## Listed records
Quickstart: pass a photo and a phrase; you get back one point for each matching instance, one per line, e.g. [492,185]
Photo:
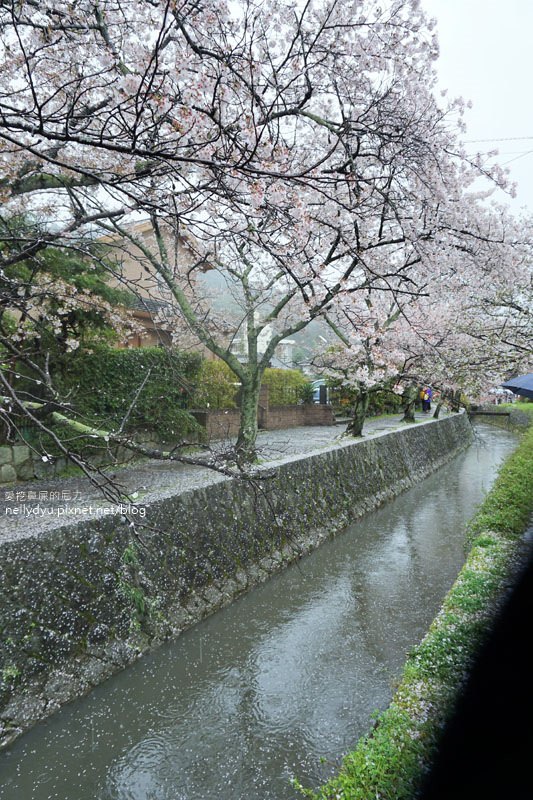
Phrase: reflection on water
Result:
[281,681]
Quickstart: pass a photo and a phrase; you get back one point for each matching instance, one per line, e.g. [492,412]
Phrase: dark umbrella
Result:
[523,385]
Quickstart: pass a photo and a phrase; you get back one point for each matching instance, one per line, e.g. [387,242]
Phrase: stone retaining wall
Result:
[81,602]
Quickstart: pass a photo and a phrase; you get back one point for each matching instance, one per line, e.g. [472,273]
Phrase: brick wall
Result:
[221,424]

...

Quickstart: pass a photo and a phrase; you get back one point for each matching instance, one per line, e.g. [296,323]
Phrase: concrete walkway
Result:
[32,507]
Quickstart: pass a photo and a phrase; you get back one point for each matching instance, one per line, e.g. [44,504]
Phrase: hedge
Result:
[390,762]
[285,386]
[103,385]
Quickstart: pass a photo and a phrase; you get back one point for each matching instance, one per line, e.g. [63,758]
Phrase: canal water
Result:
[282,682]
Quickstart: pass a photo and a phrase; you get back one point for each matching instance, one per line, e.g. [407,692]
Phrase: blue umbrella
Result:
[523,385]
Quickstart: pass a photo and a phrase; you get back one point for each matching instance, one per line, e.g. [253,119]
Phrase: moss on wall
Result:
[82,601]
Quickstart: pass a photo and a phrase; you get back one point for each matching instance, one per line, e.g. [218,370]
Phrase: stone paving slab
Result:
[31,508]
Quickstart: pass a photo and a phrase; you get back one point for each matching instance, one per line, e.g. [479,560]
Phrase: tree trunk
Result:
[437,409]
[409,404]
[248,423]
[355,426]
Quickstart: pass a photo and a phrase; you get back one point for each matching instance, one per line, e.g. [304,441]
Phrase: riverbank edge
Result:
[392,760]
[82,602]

---

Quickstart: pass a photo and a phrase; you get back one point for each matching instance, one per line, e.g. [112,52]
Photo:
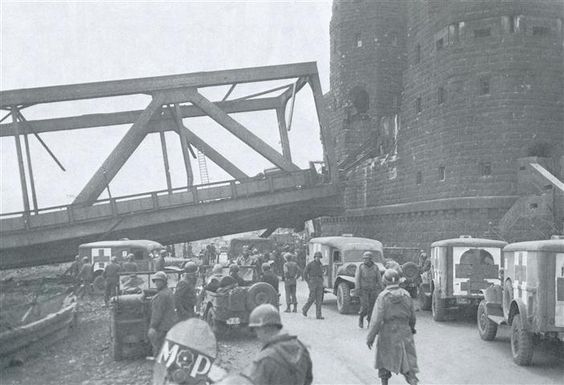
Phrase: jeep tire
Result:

## What you have to do
Note every line above where the string "wall" shows up, and copy those lines.

## Result for this task
Phrase: stone retaining wall
Phrase: brick wall
Phrase: moss on wall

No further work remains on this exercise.